● **Directions**
Pictures stay out of the copy; set down each line of the listing below exactly.

● **Data records**

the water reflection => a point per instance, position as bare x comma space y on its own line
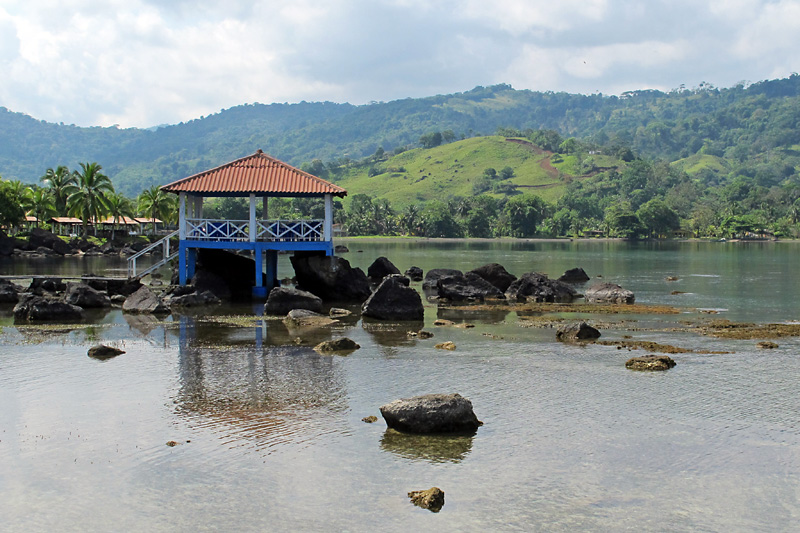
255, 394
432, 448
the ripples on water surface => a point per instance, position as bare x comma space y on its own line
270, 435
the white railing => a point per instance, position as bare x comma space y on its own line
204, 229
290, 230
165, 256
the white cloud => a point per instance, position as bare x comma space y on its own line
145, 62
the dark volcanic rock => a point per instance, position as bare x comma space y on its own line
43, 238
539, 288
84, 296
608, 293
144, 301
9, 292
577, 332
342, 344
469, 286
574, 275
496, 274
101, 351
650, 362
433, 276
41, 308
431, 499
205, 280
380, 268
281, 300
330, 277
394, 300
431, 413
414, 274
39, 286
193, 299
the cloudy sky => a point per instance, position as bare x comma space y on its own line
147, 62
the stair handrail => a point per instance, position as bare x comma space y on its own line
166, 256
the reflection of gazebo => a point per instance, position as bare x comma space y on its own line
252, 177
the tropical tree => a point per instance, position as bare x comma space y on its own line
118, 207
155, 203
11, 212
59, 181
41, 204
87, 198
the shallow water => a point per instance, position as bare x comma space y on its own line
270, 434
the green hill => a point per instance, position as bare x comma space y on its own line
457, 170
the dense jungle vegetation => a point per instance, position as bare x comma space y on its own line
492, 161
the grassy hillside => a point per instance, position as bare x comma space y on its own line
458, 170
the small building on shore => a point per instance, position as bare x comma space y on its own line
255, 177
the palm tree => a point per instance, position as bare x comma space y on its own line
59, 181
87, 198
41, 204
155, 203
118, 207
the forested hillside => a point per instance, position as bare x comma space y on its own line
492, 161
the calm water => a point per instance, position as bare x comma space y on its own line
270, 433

● **Answer section**
the water reflection => a point per instance, position as bare x comma space y on its own line
255, 394
432, 448
the ripples on water surface => a point per instance, position as bare x comma space y on its own line
270, 435
the white railing => a point per instance, position as bare x comma space y on its own line
204, 229
290, 230
165, 256
the white cloud => a point per instance, position as bare x comma space y on its own line
145, 62
the dark volcanic rock => a point per instance, position as bare x comma space y on its own line
43, 238
539, 288
84, 296
608, 293
144, 301
9, 292
577, 332
342, 344
469, 286
574, 275
496, 274
101, 351
650, 362
433, 276
41, 308
431, 499
205, 280
380, 268
281, 300
330, 277
394, 300
431, 413
414, 274
39, 286
193, 299
the cloudy sky => a point per instance, position as bare x comma space y on its own line
147, 62
the stair handrail => a point per instance, position as bare x comma space y on its own line
166, 256
the reflection of gazebo => a point per instance, position as bare x comma space y on its own line
252, 177
the tropical tree => a point per instance, position as bare x comma space y on its own line
118, 207
155, 203
11, 212
59, 181
41, 204
87, 198
the shallow water => a point per instance, position as bare x comma space y on its own line
270, 434
the green hill => a point per instance, position as bare x comma space y on its own line
457, 170
the dense jungle vegetation => a point per instance, position as bare x comma space y on its own line
492, 161
the grassy hillside => a point per instance, position as bare x comma space y on its own line
458, 170
the small building on shore => a point per instance, position as bare x comma space y on its own line
255, 177
the palm tree => a point per instance, position as bare x comma space y on its own line
59, 181
87, 198
41, 204
155, 203
118, 207
the forested hillside => a point per instance, position as bare x comma space y on its own line
492, 161
the calm water => a point per instance, position as bare x comma space y on its own line
270, 433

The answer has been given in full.